* _Passage given_:
☆ ☆ ☆ ☆ ☆

Print out the list of available commands:

cl

Print out options for a specific command (e.g., upload):

cl upload -h

Each shell is associated with a CodaLab session. To get the status of the current session (like running pwd):

cl status

Your session is associated with a session ID, which identifies the current address/worksheet pair (usually, by default, address will be 'local' and worksheet your username, which in this document is codalab).

For reference, your CodaLab settings here:

~/.codalab/config.json

The session state and authentication tokens are stored here:

~/.codalab/state.json

By default, the metadata is stored in a SQLite database (you should switch to a real database such as MySQL if you're going to do anything serious):

~/.codalab/bundle.db

All the bundles corresonding to the local address are stored here:

~/.codalab/data

Let's walk through a simple example to demonstrate the capabilities of CodaLab. The goal is to sort a file.

Uploading bundles

To use CodaLab, you first need to create bundles. You can do this by uploading a bundle from your filesystem into a CodaLab instance (identified by an address such as local).

Let's create an example dataset bundle to upload:

echo -e "foo\nbar\nbaz" > a.txt

Upload the dataset into CodaLab as follows. (The --edit (or -e) will pop up a text editor to allow you to edit the metadata of this bundle. You are encouraged to fill this information out!)

☆ ☆ ☆ ☆ ☆

* _Your tasks_:
• a. Can you rewrite the stretch of the records from the line containing "Note: mark the red" through the end of the records as a JSON list of strings, one string per line, with blank lines left out?
• b. Could you extend the CodaLab command-line walkthrough, picking up right after its last sentence?
The CodaLab walkthrough and the records have nothing to do with each other.

☆ ☆ ☆ ☆ ☆

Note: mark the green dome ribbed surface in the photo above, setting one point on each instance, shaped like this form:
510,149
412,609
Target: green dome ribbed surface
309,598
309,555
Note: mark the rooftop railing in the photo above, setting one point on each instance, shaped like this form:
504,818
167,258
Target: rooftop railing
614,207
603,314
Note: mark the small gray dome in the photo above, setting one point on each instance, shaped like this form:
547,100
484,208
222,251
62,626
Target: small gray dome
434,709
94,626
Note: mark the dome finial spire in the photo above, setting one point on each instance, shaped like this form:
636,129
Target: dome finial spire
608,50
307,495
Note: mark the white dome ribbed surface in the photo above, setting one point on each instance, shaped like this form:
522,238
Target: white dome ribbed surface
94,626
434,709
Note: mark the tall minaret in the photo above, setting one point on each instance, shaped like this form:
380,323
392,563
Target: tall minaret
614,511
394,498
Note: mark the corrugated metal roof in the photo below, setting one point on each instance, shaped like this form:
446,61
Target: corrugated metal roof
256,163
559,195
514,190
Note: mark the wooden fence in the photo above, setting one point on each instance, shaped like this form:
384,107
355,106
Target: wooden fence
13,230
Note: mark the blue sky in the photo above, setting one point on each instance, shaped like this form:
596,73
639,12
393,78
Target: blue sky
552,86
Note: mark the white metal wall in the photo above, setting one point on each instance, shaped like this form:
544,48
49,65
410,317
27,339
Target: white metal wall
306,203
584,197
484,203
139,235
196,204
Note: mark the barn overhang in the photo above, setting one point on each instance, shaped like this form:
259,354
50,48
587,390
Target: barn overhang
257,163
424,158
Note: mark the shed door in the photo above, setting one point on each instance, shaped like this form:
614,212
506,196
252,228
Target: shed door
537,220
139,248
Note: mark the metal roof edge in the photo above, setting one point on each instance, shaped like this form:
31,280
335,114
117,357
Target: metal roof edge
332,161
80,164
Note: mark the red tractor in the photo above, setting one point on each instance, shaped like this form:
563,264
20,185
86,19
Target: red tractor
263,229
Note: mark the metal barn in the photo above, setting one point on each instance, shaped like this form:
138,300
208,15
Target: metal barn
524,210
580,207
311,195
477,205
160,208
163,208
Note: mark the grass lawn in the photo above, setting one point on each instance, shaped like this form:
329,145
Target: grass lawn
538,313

☆ ☆ ☆ ☆ ☆

* _Outputs in order_:
• a.
[
  "Note: mark the red tractor in the photo above, setting one point on each instance, shaped like this form:",
  "563,264",
  "20,185",
  "86,19",
  "Target: red tractor",
  "263,229",
  "Note: mark the metal barn in the photo above, setting one point on each instance, shaped like this form:",
  "138,300",
  "208,15",
  "Target: metal barn",
  "524,210",
  "580,207",
  "311,195",
  "477,205",
  "160,208",
  "163,208",
  "Note: mark the grass lawn in the photo above, setting one point on each instance, shaped like this form:",
  "329,145",
  "Target: grass lawn",
  "538,313"
]

• b.
cl upload dataset a.txt --edit

After you quit the editor, a 32-character UUID will be printed. This UUID uniquely identifies the Bundle. Forever. You can't edit the contents since bundles are immutable, but you can go back and edit the metadata:

cl edit a.txt

To list the bundles (one so far) you've uploaded, type:

cl ls

You can see the statistics about the bundle:

cl info -v a.txt

Let's now create and upload the sorting program:

echo -e "import sys\nfor line in sorted(sys.stdin.readlines()): print line," > sort.py
cl upload program sort.py

Note that while a.txt and sort.py are dataset and programs, respectively, they are both just bundles and are treated basically the same. They only differ in their metadata. Also, note that while we've uploaded files, bundles can be directories too.

Creating runs

One can upload program and dataset bundles, but the interesting part about CodaLab is that new bundles can be generated by running bundles. A run bundle consists of a set of dependencies on existing bundles and an arbitrary command to execute. When CodaLab runs this command behind the scenes, it makes sure the dependencies are put into the right place.

Let us create our first run bundle:

cl run sort.py:sort.py input:a.txt 'python sort.py < input > output' -n sort-run

The first two arguments specify the dependencies and the third is the command. Each dependency has the form <key>:<target>; think of it as creating a symlink called <key> pointing to <target>. The target can be a bundle (e.g., a.txt), or if the bundle is a directory rather than a file, we can references files inside (e.g., a.txt/file1). During the run, targets are read-only.

Note that cl run doesn't actually run anything directly; it just creates the run bundle and returns immediately. You can see by doing cl ls that it's been created, but it's state is created, not ready. (You can add -t or --tail to make cl run block and print out stdout/stderr, more like how you would normally run a program.)

The -n (--name) can be used to set the name of a bundle (which doesn't have to be unique). Names must only contain alphanumeric characters (think of them as variable names).

Look inside the bundle:

cl info sort-run

You'll see that like any bundle, it consists of a set of files and directories. Under dependencies, you will see two files (keys), sort.py and input, which point to the targets sort.py and a.txt.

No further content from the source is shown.